__Do this__
List every line of the items below that contains the word "white", and copy each one in full.

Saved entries

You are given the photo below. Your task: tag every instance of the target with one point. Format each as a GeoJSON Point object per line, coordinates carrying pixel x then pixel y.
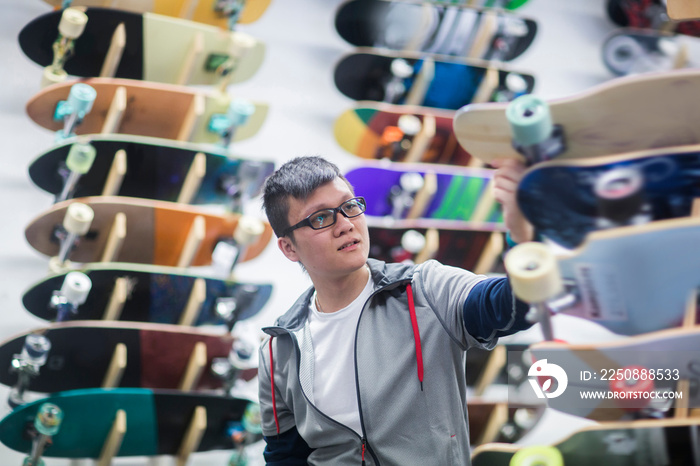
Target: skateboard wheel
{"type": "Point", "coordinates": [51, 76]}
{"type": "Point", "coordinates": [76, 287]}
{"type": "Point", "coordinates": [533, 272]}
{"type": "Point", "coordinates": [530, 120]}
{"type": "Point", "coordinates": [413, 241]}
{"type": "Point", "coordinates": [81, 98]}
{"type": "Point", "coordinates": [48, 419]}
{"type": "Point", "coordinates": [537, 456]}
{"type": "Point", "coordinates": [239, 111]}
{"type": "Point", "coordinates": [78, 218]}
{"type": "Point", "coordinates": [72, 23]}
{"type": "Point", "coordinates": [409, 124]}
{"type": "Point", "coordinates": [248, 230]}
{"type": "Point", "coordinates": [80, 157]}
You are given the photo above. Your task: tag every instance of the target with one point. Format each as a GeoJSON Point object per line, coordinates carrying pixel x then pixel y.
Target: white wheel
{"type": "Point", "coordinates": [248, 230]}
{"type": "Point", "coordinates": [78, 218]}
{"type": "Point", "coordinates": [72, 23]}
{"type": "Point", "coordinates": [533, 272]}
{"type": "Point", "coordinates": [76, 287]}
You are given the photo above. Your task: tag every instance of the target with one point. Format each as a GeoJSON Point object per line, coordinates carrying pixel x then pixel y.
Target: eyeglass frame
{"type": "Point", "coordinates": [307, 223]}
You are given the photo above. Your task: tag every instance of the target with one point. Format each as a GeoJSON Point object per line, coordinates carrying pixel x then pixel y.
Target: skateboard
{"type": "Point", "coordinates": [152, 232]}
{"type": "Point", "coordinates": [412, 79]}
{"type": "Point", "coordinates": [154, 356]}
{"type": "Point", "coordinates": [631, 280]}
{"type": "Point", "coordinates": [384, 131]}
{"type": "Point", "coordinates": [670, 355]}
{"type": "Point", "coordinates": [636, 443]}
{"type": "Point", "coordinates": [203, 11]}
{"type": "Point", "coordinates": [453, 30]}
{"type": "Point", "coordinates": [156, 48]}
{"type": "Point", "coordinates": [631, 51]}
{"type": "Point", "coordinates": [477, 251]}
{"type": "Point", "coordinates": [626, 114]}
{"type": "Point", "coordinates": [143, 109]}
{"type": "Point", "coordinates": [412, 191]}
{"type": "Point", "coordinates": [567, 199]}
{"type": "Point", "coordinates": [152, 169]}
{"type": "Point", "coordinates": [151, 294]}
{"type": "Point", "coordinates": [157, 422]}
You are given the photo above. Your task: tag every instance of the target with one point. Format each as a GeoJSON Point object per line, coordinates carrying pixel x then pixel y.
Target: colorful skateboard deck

==

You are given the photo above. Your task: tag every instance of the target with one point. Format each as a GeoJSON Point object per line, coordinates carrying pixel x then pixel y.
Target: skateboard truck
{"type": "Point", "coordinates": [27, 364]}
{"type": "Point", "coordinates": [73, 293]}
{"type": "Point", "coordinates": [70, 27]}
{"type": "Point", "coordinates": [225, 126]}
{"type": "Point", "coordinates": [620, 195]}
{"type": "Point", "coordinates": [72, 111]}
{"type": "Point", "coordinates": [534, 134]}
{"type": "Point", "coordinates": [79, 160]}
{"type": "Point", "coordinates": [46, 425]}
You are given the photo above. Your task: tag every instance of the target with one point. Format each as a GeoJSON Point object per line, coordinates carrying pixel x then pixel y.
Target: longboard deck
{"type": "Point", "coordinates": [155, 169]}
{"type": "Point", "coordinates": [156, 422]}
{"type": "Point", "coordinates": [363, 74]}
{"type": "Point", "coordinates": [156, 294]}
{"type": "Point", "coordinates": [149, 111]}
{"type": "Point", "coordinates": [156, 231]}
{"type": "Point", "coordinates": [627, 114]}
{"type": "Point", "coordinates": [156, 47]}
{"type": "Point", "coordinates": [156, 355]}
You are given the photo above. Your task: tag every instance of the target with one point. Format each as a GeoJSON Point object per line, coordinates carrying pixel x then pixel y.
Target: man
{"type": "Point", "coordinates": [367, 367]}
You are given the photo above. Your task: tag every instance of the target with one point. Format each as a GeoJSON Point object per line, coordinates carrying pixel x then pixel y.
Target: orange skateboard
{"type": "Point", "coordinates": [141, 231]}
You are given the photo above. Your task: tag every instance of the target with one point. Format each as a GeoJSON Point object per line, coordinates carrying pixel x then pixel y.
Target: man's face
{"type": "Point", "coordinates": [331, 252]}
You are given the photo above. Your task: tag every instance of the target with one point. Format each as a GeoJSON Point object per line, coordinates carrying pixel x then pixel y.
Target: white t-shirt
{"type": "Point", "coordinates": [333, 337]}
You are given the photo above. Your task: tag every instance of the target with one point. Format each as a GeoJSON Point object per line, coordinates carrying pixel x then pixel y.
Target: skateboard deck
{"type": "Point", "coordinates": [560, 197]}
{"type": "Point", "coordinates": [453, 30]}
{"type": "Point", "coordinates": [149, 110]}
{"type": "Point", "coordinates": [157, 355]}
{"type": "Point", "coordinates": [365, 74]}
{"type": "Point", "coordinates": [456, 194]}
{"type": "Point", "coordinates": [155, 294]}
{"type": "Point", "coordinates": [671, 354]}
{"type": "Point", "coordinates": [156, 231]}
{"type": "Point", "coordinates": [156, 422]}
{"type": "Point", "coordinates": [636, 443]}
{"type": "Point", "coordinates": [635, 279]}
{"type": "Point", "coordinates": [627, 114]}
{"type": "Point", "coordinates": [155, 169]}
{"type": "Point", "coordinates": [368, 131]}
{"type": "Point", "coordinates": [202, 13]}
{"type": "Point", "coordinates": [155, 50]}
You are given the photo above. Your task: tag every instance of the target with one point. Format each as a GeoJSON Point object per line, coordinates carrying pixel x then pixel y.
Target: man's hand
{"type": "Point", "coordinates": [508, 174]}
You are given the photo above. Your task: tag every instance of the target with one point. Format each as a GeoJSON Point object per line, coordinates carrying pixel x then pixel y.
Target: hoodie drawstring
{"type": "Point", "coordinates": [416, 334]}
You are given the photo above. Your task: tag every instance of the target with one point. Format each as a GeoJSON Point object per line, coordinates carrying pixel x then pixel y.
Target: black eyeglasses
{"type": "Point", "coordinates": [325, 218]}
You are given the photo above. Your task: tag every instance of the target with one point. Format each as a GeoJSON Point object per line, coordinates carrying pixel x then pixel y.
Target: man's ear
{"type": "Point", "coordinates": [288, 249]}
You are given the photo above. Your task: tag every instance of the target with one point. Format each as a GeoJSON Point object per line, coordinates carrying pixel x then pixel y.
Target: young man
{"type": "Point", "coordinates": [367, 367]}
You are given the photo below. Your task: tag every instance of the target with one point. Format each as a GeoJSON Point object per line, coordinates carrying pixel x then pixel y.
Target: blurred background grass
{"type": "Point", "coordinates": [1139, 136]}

__Exercise result__
Target: white wheel
Target: white t-shirt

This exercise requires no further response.